To do:
Copy the records from the line containing "One point rides on each instance of the signpost, each" through the end of the records, requests included, and raise every x and y coordinate in the answer points by 113. Leave the coordinates in the requests, including the sample points, unchanged.

Data entries:
################
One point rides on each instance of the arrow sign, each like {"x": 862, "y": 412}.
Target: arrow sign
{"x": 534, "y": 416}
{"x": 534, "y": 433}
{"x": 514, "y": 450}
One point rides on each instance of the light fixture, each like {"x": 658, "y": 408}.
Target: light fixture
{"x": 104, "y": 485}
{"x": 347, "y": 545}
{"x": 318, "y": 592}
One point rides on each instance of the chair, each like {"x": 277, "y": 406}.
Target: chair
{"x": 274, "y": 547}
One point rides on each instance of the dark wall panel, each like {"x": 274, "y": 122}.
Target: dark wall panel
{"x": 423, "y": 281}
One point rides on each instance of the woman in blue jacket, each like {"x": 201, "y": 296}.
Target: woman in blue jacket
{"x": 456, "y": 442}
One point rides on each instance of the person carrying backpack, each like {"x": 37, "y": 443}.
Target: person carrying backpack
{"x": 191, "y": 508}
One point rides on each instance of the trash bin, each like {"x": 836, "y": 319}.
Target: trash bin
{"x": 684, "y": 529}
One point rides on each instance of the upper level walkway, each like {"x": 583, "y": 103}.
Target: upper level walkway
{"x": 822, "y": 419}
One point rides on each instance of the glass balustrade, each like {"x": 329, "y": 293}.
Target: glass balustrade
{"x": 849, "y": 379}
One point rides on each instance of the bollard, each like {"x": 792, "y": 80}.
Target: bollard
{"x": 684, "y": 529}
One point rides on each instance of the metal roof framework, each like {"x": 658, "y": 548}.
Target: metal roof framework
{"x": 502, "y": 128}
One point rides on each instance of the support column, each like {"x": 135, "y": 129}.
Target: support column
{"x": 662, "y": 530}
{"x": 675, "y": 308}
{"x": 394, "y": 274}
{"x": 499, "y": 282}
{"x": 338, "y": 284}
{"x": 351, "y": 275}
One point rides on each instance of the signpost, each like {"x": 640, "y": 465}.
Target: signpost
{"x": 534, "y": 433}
################
Task result:
One point rides on each instance of the signpost, each like {"x": 640, "y": 465}.
Target: signpost
{"x": 647, "y": 546}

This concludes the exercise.